DIRECTION
Reproduce the listing below line for line, changing nothing.

PROVIDED DATA
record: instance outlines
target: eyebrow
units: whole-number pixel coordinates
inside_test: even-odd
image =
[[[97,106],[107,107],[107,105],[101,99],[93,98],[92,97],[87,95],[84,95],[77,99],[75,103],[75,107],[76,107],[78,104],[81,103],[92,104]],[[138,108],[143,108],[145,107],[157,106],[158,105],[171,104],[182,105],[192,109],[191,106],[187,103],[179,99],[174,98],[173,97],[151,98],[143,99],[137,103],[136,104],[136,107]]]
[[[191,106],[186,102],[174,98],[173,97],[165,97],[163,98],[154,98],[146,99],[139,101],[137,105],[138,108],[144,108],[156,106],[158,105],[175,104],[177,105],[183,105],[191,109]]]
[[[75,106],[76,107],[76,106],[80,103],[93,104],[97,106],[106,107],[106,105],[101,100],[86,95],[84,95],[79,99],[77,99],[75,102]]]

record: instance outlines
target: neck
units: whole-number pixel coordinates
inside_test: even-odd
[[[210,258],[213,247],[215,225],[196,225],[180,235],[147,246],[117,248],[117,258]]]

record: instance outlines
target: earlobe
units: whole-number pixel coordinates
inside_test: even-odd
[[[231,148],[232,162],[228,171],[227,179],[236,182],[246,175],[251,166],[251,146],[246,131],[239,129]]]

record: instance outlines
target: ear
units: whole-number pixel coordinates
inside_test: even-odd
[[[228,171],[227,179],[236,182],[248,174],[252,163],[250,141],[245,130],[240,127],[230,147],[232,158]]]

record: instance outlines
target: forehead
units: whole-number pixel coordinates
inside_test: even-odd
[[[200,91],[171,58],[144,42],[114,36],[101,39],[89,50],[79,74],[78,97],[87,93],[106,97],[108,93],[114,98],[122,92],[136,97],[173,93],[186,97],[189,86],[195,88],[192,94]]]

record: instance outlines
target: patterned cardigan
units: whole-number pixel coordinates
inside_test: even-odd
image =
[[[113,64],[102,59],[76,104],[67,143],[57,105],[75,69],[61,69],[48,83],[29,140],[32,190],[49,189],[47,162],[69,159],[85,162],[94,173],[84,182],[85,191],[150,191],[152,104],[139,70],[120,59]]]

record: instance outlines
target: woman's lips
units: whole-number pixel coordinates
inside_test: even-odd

FULL RESPONSE
record: instance outlines
target: eyebrow
units: whole-number pixel coordinates
inside_test: even-odd
image =
[[[97,106],[107,107],[107,105],[101,99],[93,98],[92,97],[87,95],[84,95],[77,99],[75,103],[75,107],[76,107],[78,104],[81,103],[92,104]],[[138,108],[143,108],[145,107],[157,106],[158,105],[171,104],[182,105],[192,109],[191,106],[187,103],[179,99],[174,98],[173,97],[151,98],[143,99],[137,103],[136,104],[136,107]]]
[[[191,106],[186,102],[174,98],[173,97],[165,97],[163,98],[154,98],[146,99],[139,101],[137,105],[138,108],[144,108],[156,106],[158,105],[175,104],[177,105],[183,105],[191,109]]]
[[[75,106],[76,107],[76,106],[80,103],[93,104],[97,106],[106,107],[106,105],[101,100],[86,95],[84,95],[79,99],[77,99],[75,102]]]

record: instance outlines
target: neck
units: whole-number pixel coordinates
inside_test: even-odd
[[[210,258],[213,247],[215,225],[196,225],[180,235],[147,246],[117,248],[117,258]]]

record: instance outlines
target: earlobe
units: whole-number pixel coordinates
inside_test: even-odd
[[[231,148],[232,162],[228,171],[227,179],[236,182],[246,175],[251,166],[251,146],[246,131],[239,129]]]

record: instance outlines
target: ear
units: whole-number pixel coordinates
inside_test: even-odd
[[[228,171],[227,179],[236,182],[248,174],[252,163],[250,141],[245,130],[240,127],[230,147],[232,158]]]

record: instance outlines
target: forehead
units: whole-number pixel coordinates
inside_test: even-odd
[[[200,91],[171,58],[144,42],[114,36],[101,39],[89,50],[79,74],[78,97],[87,93],[106,97],[108,93],[114,98],[122,92],[136,97],[173,93],[186,97],[189,86],[195,88],[192,94]]]

record: instance outlines
target: patterned cardigan
units: whole-number pixel coordinates
inside_test: even-odd
image =
[[[113,64],[102,59],[76,104],[67,143],[57,105],[75,69],[61,69],[48,83],[29,140],[32,190],[49,189],[47,162],[69,159],[85,162],[94,173],[84,182],[85,191],[150,191],[152,104],[139,70],[120,59]]]

record: instance outlines
target: woman's lips
units: whole-number pixel coordinates
inside_test: even-odd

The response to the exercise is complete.